• Aim of the exercise:
Output the data below in full, byte for byte. Nothing may differ.

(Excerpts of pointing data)
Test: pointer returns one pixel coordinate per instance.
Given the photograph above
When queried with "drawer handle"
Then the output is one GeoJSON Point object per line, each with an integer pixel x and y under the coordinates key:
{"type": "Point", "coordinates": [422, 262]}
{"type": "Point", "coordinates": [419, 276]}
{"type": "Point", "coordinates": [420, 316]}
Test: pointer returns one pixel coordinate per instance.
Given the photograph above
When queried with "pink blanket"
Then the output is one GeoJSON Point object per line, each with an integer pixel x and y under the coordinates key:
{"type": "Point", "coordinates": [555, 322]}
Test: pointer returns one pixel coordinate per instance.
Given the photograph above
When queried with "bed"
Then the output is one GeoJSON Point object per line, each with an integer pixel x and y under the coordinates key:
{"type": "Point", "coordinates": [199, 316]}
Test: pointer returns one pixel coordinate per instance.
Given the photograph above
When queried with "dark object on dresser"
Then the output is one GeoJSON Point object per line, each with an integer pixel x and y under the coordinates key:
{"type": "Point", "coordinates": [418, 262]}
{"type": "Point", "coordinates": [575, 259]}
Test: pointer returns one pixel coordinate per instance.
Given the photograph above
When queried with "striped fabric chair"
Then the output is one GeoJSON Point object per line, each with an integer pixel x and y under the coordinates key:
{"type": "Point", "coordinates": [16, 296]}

• Answer to this exercise:
Test: pointer returns one pixel coordinate per instance.
Given the photograph above
When queried with "drawer handle"
Then the output is one GeoJSON Point object per line, each with an integer pixel x and y under the coordinates key:
{"type": "Point", "coordinates": [422, 262]}
{"type": "Point", "coordinates": [419, 276]}
{"type": "Point", "coordinates": [420, 316]}
Test: pointer returns one pixel coordinate per instance.
Given the photograph above
When queried with "pink blanket"
Then the output is one GeoJSON Point object per line, each with an integer pixel x and y under the coordinates key:
{"type": "Point", "coordinates": [555, 322]}
Test: pointer returns one pixel coordinate per instance.
Given the photograph above
When queried with "bed"
Then the output is one GeoJSON Point object per line, each with an integer pixel x and y under the coordinates key:
{"type": "Point", "coordinates": [199, 316]}
Test: pointer returns one pixel coordinate per instance.
Given the photograph above
When queried with "dark object on dresser"
Then the output is one GeoJSON Point object per line, each with an integer pixel x and y under the coordinates key:
{"type": "Point", "coordinates": [418, 262]}
{"type": "Point", "coordinates": [575, 259]}
Test: pointer returns one pixel coordinate per instance.
Given the photograph above
When queried with "striped fabric chair"
Then the output is one GeoJSON Point object per line, each with an integer pixel x and y under the coordinates key:
{"type": "Point", "coordinates": [16, 296]}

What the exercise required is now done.